> Dataset

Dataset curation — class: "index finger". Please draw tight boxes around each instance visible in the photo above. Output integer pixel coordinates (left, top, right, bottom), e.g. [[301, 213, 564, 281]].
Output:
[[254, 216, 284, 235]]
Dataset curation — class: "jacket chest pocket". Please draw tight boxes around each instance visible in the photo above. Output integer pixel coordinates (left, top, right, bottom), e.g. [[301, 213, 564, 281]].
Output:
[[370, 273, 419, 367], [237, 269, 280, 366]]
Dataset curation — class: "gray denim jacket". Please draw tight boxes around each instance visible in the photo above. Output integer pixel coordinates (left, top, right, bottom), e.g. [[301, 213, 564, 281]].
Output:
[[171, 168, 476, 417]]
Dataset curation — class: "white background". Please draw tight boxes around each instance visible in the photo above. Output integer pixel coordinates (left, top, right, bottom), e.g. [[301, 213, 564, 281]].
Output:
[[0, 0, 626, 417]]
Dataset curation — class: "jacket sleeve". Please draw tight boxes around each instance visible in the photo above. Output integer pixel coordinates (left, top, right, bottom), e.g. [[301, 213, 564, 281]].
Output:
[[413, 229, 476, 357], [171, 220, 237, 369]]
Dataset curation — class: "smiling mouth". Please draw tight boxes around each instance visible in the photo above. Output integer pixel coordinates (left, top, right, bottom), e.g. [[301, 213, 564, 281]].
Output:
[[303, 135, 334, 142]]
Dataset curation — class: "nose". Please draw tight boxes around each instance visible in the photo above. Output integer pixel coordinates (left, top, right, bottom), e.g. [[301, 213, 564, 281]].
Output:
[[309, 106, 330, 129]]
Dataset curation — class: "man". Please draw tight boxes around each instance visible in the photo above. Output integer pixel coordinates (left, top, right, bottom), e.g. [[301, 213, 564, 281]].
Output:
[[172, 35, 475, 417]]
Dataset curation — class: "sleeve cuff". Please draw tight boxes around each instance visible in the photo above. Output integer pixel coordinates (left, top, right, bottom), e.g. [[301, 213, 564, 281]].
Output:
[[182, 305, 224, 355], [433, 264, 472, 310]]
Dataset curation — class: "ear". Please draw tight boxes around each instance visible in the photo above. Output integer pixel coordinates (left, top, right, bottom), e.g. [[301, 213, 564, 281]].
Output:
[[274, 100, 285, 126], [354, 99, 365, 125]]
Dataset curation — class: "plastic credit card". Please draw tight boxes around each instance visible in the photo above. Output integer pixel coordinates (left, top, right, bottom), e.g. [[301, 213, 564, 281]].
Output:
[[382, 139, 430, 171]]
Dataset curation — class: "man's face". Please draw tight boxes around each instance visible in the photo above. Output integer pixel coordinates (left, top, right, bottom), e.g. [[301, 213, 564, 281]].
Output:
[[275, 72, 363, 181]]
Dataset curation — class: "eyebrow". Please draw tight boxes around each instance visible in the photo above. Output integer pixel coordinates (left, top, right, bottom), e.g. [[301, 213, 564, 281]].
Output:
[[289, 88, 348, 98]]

> Stated exercise
Reproduce the data from its beginning through the line containing "[[254, 216, 284, 235]]", requests included, and scale each box coordinate in the answers by 1.35, rounding to whole numbers with halves going up. Numbers in the requests and their format samples stay unchanged.

> Output
Dataset curation — class: "index finger". Please draw tight boxes around each instance visible in the photo above. Output integer pixel coordinates (left, top, right, bottom), e.g. [[301, 213, 564, 281]].
Output:
[[343, 292, 383, 317]]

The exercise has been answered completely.